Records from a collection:
• • • •

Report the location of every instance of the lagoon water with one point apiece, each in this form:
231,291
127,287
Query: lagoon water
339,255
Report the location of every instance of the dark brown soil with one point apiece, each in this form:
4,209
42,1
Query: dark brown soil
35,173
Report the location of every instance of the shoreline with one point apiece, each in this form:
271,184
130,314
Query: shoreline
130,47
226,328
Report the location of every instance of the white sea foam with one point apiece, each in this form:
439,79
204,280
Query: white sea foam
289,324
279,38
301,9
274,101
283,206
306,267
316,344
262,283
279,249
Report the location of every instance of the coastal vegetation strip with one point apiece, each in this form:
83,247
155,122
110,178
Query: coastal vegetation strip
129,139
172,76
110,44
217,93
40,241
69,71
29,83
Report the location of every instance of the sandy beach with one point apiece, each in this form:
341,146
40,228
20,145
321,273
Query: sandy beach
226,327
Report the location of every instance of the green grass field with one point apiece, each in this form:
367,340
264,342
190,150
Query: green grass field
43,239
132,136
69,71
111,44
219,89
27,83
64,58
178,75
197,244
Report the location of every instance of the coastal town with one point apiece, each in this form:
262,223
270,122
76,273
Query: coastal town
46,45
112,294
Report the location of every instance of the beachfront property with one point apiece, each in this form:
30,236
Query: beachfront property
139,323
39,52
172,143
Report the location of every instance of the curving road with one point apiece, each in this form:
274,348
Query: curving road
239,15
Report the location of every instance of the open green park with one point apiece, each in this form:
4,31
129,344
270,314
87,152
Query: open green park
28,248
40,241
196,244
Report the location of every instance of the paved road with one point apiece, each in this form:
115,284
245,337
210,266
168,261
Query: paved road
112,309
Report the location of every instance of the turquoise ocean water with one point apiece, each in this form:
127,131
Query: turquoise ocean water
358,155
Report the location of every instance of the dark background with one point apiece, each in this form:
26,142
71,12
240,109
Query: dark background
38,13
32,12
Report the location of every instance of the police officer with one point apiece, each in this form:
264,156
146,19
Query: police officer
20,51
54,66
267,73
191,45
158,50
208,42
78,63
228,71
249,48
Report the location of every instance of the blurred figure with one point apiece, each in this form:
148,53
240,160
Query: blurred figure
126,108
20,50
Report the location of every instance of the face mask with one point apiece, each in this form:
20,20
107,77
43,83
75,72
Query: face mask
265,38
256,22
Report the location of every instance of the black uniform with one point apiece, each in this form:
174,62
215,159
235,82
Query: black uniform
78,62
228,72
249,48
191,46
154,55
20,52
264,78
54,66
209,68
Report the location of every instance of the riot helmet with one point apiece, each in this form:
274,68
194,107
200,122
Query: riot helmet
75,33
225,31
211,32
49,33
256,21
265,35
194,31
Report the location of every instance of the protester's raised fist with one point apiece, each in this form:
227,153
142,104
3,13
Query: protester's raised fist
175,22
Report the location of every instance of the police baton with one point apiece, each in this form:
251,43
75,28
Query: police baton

• • • •

_What you have to do:_
Using the exact wording, transcribe all the records above.

_Expected answer:_
Report the location of every instance of the lagoon water with one point apiece, each in this form:
231,291
127,287
Query: lagoon water
339,255
Report the location of every instance of the dark brown soil with one point apiece, each in this form:
4,209
42,1
Query: dark brown soil
35,173
Report the location of every instance of the shoreline with one point apiece, each in this form:
271,184
130,314
Query: shoreline
130,47
226,328
Report the location of every instance of the white sea foam with one point apiece, each in this form:
439,79
204,280
Query: white sea foam
289,324
279,38
301,9
274,101
283,206
306,267
316,344
262,283
279,249
Report the location of every instance of the coastal vegetation strip with one point apiece, each in this form:
83,247
155,122
110,178
Query: coastal vegetation strip
129,139
172,76
110,44
217,93
40,241
69,71
29,83
Report the location of every instance of the sandy beach with one point apiece, each in this form:
341,146
40,228
20,145
321,273
Query: sandy beach
226,327
Report the location of every instance of the green grass field with one point apiece, each in this form:
367,340
264,342
190,150
Query: green grass field
43,239
132,136
69,71
111,44
219,89
27,83
64,58
178,75
197,244
Report the location of every instance of the coastal town with one point apiece, each in this form:
262,223
270,122
76,273
Query: coastal town
46,45
112,294
Report the location of every instance of the beachfront property with one point apiece, each in this form:
30,236
Query: beachfront property
139,323
39,52
172,143
Report the location of every instance of the curving road with one point apiece, each in this form:
274,348
Query: curving road
239,15
Report the location of every instance of the open green park with one point apiece, each in this form:
4,31
129,344
270,314
87,152
Query: open green park
28,248
40,241
196,244
Report the location of every instance of the paved road with one point apiece, each in this form:
115,284
245,337
210,266
168,261
Query: paved road
112,309
Report the location of every instance of the turquoise ocean water with one point apiece, each in this form:
127,131
Query: turquoise ocean water
358,155
Report the location of every instance of the dark background with one point apiece, each in this form:
26,142
71,12
240,109
Query: dark background
38,13
32,12
Report the location of every instance of the police officer with one point apiece, each in this form:
264,156
146,19
Query: police officer
20,51
54,66
267,73
191,45
158,50
208,42
78,63
228,71
249,48
Report the location of every instance of the blurred figure with one point apiece, each in this form:
148,53
240,160
Query: blurred figure
126,108
20,50
Report the location of every instance of the face mask with one point apiece, each in this form:
20,20
107,77
43,83
75,72
Query: face mask
265,38
256,22
Report the location of every instance of the black uniform with one point apiece, each in this form:
174,62
215,159
235,82
Query: black uniform
78,62
228,72
249,48
191,46
154,55
20,52
264,78
54,66
209,68
Report the location of every instance of the riot helmet with one point apiece, each in this form:
274,68
194,107
200,122
Query: riot helmet
75,33
225,31
211,32
49,33
256,21
265,35
194,31
Report the location of every instance of the protester's raised fist with one point apiece, each in this form:
227,153
142,104
3,13
Query: protester's raised fist
175,22
Report the location of every instance of the police baton with one point apiece, each in this form:
251,43
75,28
Query: police baton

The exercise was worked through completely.